Natural language region descriptions
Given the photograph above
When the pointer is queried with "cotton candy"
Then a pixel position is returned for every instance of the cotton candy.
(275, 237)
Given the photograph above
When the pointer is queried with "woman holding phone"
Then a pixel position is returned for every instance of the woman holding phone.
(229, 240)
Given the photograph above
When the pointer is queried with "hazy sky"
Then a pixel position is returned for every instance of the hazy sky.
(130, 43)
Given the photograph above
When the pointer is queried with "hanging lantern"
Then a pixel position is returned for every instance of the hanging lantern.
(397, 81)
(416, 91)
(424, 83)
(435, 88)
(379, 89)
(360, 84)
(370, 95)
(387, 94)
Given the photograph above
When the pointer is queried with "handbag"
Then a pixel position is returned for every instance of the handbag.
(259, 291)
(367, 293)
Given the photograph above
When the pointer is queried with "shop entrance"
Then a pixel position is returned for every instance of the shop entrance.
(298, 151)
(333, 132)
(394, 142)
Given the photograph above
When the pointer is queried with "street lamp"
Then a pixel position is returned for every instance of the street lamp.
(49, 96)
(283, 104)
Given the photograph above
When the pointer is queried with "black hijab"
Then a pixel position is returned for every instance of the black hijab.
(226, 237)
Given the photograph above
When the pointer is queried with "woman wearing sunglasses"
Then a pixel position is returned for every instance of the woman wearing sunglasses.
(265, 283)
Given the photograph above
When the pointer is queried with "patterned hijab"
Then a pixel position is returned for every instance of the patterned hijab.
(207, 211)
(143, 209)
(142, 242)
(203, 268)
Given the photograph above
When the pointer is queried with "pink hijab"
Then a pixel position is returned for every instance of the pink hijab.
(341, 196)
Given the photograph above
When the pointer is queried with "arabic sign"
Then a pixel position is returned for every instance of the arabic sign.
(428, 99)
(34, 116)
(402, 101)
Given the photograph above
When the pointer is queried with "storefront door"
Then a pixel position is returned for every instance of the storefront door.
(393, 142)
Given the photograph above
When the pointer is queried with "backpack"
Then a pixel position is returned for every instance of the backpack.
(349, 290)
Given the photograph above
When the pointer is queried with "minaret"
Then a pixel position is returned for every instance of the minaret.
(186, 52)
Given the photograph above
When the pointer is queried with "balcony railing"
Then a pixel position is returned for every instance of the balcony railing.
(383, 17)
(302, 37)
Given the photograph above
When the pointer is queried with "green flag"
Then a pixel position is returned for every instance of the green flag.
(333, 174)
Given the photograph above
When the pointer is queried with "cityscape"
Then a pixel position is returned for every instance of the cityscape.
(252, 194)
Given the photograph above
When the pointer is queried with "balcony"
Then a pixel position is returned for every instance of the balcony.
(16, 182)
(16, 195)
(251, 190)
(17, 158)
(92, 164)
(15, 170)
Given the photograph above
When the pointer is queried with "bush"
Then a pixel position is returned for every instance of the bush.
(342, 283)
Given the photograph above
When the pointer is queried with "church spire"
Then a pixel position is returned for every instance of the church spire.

■ Directions: Look through the entries and return each line that has the word "spire" in it.

■ Task output:
When the pointer is queried with "church spire"
Then a pixel position is returned for every instance of the church spire.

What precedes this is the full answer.